| What to work on |
Rewrite each line of the following listing as an item in a numbered list, leaving out any blank lines.

-=-=-

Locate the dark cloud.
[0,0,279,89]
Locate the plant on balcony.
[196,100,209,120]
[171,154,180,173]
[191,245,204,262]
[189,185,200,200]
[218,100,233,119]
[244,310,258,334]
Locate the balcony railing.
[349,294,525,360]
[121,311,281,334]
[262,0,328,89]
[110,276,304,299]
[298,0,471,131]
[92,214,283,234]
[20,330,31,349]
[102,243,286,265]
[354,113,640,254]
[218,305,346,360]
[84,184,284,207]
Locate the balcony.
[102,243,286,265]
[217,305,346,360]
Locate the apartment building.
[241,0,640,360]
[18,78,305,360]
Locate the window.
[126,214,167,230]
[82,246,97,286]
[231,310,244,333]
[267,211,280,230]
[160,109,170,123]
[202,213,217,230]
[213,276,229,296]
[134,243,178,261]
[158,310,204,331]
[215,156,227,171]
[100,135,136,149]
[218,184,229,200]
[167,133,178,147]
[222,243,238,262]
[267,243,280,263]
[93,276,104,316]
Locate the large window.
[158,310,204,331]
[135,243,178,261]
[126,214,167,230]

-=-=-

| Solution |
1. Locate the dark cloud.
2. [0,0,279,89]
3. Locate the plant on balcony.
4. [196,100,209,120]
5. [171,154,180,173]
6. [191,245,204,262]
7. [189,185,200,200]
8. [218,100,233,119]
9. [244,310,258,334]
10. Locate the balcony railing.
11. [349,294,525,360]
12. [121,311,281,334]
13. [262,0,328,89]
14. [110,276,304,299]
15. [298,0,471,131]
16. [92,214,283,234]
17. [20,330,31,349]
18. [102,243,286,265]
19. [354,113,640,254]
20. [218,305,346,360]
21. [84,184,284,207]
22. Locate the balcony.
23. [102,243,286,265]
24. [217,305,346,360]
25. Locate the apartment building.
26. [241,0,640,360]
27. [18,78,305,360]
28. Locate the window.
29. [126,214,167,230]
30. [82,246,97,286]
31. [231,310,244,333]
32. [267,211,280,230]
33. [160,109,170,123]
34. [202,213,217,230]
35. [213,276,229,296]
36. [134,243,178,261]
37. [158,310,204,331]
38. [215,156,227,171]
39. [100,135,136,149]
40. [218,184,229,200]
41. [167,133,178,147]
42. [222,243,238,262]
43. [267,243,280,263]
44. [93,276,104,316]
45. Locate the large window.
46. [158,310,204,331]
47. [135,243,178,261]
48. [126,214,167,230]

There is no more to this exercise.